# START OF DATA ROWS

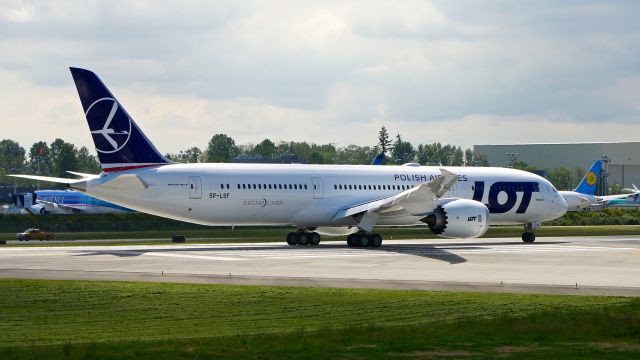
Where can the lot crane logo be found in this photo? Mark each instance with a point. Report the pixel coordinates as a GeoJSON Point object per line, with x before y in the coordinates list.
{"type": "Point", "coordinates": [591, 178]}
{"type": "Point", "coordinates": [110, 125]}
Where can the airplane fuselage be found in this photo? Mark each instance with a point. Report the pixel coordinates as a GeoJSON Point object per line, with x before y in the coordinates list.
{"type": "Point", "coordinates": [311, 195]}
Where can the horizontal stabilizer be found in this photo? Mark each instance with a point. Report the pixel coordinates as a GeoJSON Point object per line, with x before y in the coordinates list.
{"type": "Point", "coordinates": [126, 181]}
{"type": "Point", "coordinates": [47, 178]}
{"type": "Point", "coordinates": [83, 175]}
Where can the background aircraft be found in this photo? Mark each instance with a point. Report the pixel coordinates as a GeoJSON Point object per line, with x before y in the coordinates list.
{"type": "Point", "coordinates": [61, 202]}
{"type": "Point", "coordinates": [584, 196]}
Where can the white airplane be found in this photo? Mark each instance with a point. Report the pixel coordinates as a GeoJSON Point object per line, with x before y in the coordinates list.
{"type": "Point", "coordinates": [456, 202]}
{"type": "Point", "coordinates": [583, 198]}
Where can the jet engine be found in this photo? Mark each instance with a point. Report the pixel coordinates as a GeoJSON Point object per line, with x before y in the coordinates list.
{"type": "Point", "coordinates": [459, 218]}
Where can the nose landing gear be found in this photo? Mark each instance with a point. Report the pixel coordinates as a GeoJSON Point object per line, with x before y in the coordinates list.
{"type": "Point", "coordinates": [528, 236]}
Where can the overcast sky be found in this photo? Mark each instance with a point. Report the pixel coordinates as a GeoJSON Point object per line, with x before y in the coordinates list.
{"type": "Point", "coordinates": [460, 72]}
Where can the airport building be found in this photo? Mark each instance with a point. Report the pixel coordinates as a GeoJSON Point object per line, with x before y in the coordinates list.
{"type": "Point", "coordinates": [624, 157]}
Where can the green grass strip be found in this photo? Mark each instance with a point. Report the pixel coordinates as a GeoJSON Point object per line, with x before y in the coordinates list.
{"type": "Point", "coordinates": [78, 319]}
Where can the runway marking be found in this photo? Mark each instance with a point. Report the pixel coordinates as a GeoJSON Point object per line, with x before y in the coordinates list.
{"type": "Point", "coordinates": [277, 251]}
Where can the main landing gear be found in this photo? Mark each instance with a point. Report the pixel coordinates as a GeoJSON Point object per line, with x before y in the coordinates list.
{"type": "Point", "coordinates": [363, 239]}
{"type": "Point", "coordinates": [528, 236]}
{"type": "Point", "coordinates": [303, 237]}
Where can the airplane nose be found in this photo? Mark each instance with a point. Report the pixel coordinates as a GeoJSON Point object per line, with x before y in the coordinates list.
{"type": "Point", "coordinates": [561, 205]}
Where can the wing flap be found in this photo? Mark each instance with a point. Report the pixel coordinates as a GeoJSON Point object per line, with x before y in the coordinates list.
{"type": "Point", "coordinates": [47, 178]}
{"type": "Point", "coordinates": [416, 201]}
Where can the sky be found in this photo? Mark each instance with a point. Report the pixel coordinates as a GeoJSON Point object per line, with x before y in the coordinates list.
{"type": "Point", "coordinates": [458, 72]}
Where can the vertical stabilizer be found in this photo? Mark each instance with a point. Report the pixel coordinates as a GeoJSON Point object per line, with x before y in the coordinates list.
{"type": "Point", "coordinates": [589, 183]}
{"type": "Point", "coordinates": [120, 144]}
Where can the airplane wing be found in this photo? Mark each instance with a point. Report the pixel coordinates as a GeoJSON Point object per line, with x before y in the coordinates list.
{"type": "Point", "coordinates": [56, 208]}
{"type": "Point", "coordinates": [416, 201]}
{"type": "Point", "coordinates": [83, 175]}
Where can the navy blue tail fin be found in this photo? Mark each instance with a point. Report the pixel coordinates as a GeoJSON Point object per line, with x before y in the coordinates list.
{"type": "Point", "coordinates": [589, 182]}
{"type": "Point", "coordinates": [378, 160]}
{"type": "Point", "coordinates": [120, 144]}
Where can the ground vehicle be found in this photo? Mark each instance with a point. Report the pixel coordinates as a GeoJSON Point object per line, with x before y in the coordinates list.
{"type": "Point", "coordinates": [35, 234]}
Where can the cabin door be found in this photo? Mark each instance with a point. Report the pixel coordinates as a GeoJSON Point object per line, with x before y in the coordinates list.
{"type": "Point", "coordinates": [195, 187]}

# END OF DATA ROWS

BRIEF
Convert all of the rows above into a JSON list of strings, with one string per line and blank lines omitted. Leave the pictures out of the answer.

OUTPUT BELOW
[
  "Where can the lot crane logo be found in this photo? Mark each instance with a point. Report the pixel coordinates as a GeoJSON Point object per line, with x before y in the coordinates list.",
  "{\"type\": \"Point\", \"coordinates\": [591, 178]}",
  "{\"type\": \"Point\", \"coordinates\": [110, 125]}",
  "Where can the airplane fuselage be found in this photo? Mark each instance with a point. Report the pixel coordinates as a GeoJSON Point object per line, with x before y in the coordinates list.",
  "{\"type\": \"Point\", \"coordinates\": [311, 195]}",
  "Where can the horizontal stabilizer be found in this photo? Mark each instance with a point. Report the pixel coordinates as a GeoJSON Point object per line, with x before y in the coordinates list.",
  "{\"type\": \"Point\", \"coordinates\": [126, 181]}",
  "{\"type\": \"Point\", \"coordinates\": [47, 178]}",
  "{\"type\": \"Point\", \"coordinates\": [83, 175]}",
  "Where can the background aircraft be found in this photo? Mark each instance with a point. Report the pixel coordinates as a GeoJSON Point object per line, with x before y in the coordinates list.",
  "{\"type\": \"Point\", \"coordinates\": [61, 202]}",
  "{\"type\": \"Point\", \"coordinates\": [584, 196]}",
  "Where can the white airplane be found in this photo? Mark each instance with a point. Report the pixel coordinates as a GeoJSON Point object per line, with x before y in the coordinates list.",
  "{\"type\": \"Point\", \"coordinates\": [456, 202]}",
  "{\"type\": \"Point\", \"coordinates\": [583, 198]}",
  "Where can the jet engine be found in this photo? Mark each instance with a point. Report the pixel coordinates as a GeoJSON Point object per line, with x before y in the coordinates list.",
  "{\"type\": \"Point\", \"coordinates\": [459, 218]}",
  "Where can the nose landing gear be found in this photo? Mark each instance with a point. Report the pixel coordinates as a GeoJSON Point object per line, with x before y in the coordinates list.",
  "{\"type\": \"Point\", \"coordinates\": [528, 236]}",
  "Where can the overcast sky be found in this photo? Mark each instance with a point. Report the pixel coordinates as a GeoJSON Point object per line, with x before y in the coordinates list.",
  "{\"type\": \"Point\", \"coordinates\": [460, 72]}",
  "Where can the airport building be found in this photo? Mark each instance with a point. Report the pixel coordinates as a GeoJSON Point object per line, with x before y in the coordinates list.",
  "{\"type\": \"Point\", \"coordinates\": [624, 157]}",
  "Where can the green grass strip be found in this photo? Mark each instance with a point. Report the pixel coordinates as a GeoJSON Point object per line, with x before y in the coordinates list.",
  "{\"type\": \"Point\", \"coordinates\": [78, 319]}",
  "Where can the runway marking be found in this photo? Mark each instance with a point. Report the pixel coordinates as a GeoJSON Point object per line, with x before y in the coordinates list.",
  "{\"type\": \"Point\", \"coordinates\": [277, 251]}",
  "Where can the main landing gear be found in this photo? Mark each instance with a point. Report the pixel coordinates as a GeoJSON Point object per line, with x before y in the coordinates list.",
  "{\"type\": \"Point\", \"coordinates\": [363, 239]}",
  "{\"type\": \"Point\", \"coordinates\": [528, 236]}",
  "{\"type\": \"Point\", \"coordinates\": [303, 237]}",
  "Where can the airplane nose be found in this photo? Mark each instance with a point. Report the pixel coordinates as a GeoJSON Point object per line, with x before y in the coordinates list.",
  "{\"type\": \"Point\", \"coordinates\": [561, 205]}",
  "Where can the wing flap be found in this photo? Mark each instance with a point. Report the pixel coordinates as a GeoJSON Point object per line, with x before y in the coordinates list.",
  "{\"type\": \"Point\", \"coordinates\": [47, 178]}",
  "{\"type\": \"Point\", \"coordinates\": [416, 201]}",
  "Where can the sky be found in this photo? Mark each instance with a point. Report the pixel coordinates as a GeoJSON Point object per line, with x before y in the coordinates list.",
  "{\"type\": \"Point\", \"coordinates\": [458, 72]}",
  "Where can the vertical stabilizer be found in this photo? Mark each instance with a point. Report the pixel coordinates as a GeoJSON Point object per line, with x before y in the coordinates list.",
  "{\"type\": \"Point\", \"coordinates\": [589, 183]}",
  "{\"type\": \"Point\", \"coordinates\": [120, 144]}",
  "Where can the airplane wing be found in this photo? Mark each instance with a point. Report the pixel coordinates as a GeoJSON Point object per line, with x before y in the coordinates list.",
  "{\"type\": \"Point\", \"coordinates\": [56, 208]}",
  "{\"type\": \"Point\", \"coordinates\": [416, 201]}",
  "{\"type\": \"Point\", \"coordinates\": [83, 175]}",
  "Where can the navy blue tail fin be found in this photo? Mark each instance with a point. Report the pixel coordinates as a GeoJSON Point object per line, with x before y in the coordinates list.",
  "{\"type\": \"Point\", \"coordinates\": [589, 182]}",
  "{\"type\": \"Point\", \"coordinates\": [378, 160]}",
  "{\"type\": \"Point\", \"coordinates\": [120, 144]}",
  "Where can the ground vehicle be found in this photo? Mark each instance with a point. Report the pixel coordinates as a GeoJSON Point object per line, with x before y in the coordinates list.",
  "{\"type\": \"Point\", \"coordinates\": [35, 234]}",
  "Where can the cabin door be found in this photo? Mark each instance with a point. Report the pixel coordinates as a GeoJSON Point object per line, with x before y in the coordinates list.",
  "{\"type\": \"Point\", \"coordinates\": [195, 187]}"
]